== Problem details ==
Reproduce the listing below verbatim from beginning to end, leaving out the pictures.

== Given records ==
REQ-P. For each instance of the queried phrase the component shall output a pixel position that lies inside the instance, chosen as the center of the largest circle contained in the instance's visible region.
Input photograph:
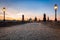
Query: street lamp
(4, 9)
(55, 8)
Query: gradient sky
(30, 8)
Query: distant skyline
(30, 8)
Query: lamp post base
(55, 19)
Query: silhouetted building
(44, 17)
(35, 19)
(22, 17)
(55, 8)
(48, 19)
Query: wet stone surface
(30, 31)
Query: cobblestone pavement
(29, 31)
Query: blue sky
(30, 8)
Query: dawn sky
(30, 8)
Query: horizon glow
(30, 8)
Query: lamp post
(4, 9)
(55, 8)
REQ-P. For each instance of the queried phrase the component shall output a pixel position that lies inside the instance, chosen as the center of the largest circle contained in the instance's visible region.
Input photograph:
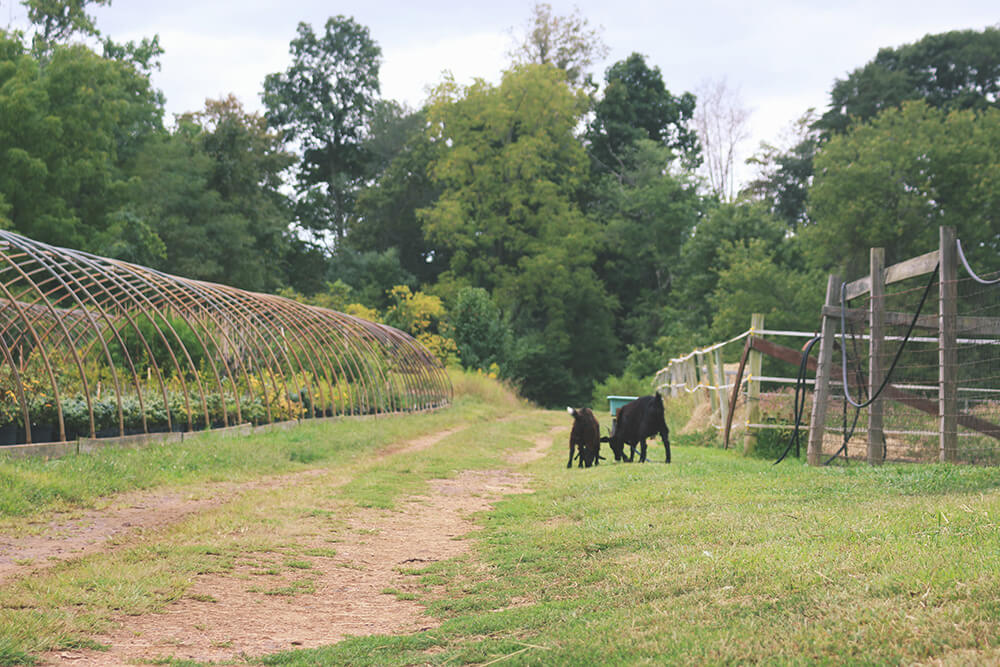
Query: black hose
(799, 401)
(899, 352)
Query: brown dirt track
(222, 618)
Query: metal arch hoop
(84, 317)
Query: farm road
(225, 617)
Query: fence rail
(946, 385)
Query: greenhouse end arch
(97, 347)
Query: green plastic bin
(617, 401)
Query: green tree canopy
(952, 70)
(510, 177)
(891, 183)
(637, 105)
(69, 131)
(565, 42)
(211, 192)
(324, 102)
(385, 216)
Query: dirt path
(225, 617)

== Final result ==
REQ-P. For each instance of the queried phrase the component shall output a pixel position that lies inside the instance, chosen as the center of the largest circle contained in the instance's visible region.
Input photograph:
Query: street lamp
(4, 9)
(55, 8)
Query: gradient sky
(30, 8)
Query: distant skyline
(30, 8)
Query: lamp post base
(55, 19)
Query: silhouetted building
(44, 17)
(35, 19)
(22, 17)
(55, 8)
(48, 19)
Query: wet stone surface
(30, 31)
Query: cobblestone pavement
(29, 31)
Query: blue sky
(30, 8)
Query: dawn sky
(30, 8)
Query: horizon glow
(30, 8)
Query: lamp post
(4, 9)
(55, 8)
REQ-P. For each instance of the queried phrase the component shall output a pixel position that lies inside the instance, chosen as the center of the largest circle contained in the instance's visible region.
Input photograph:
Query: black hose
(799, 401)
(899, 352)
Query: brown dirt track
(222, 618)
Query: metal arch hoop
(84, 317)
Query: farm road
(225, 617)
Query: fence rail
(946, 385)
Query: greenhouse end arch
(97, 347)
Query: green plastic bin
(617, 401)
Query: green tree canopy
(952, 70)
(510, 177)
(891, 183)
(637, 105)
(69, 131)
(565, 42)
(211, 192)
(324, 102)
(385, 216)
Query: dirt path
(225, 617)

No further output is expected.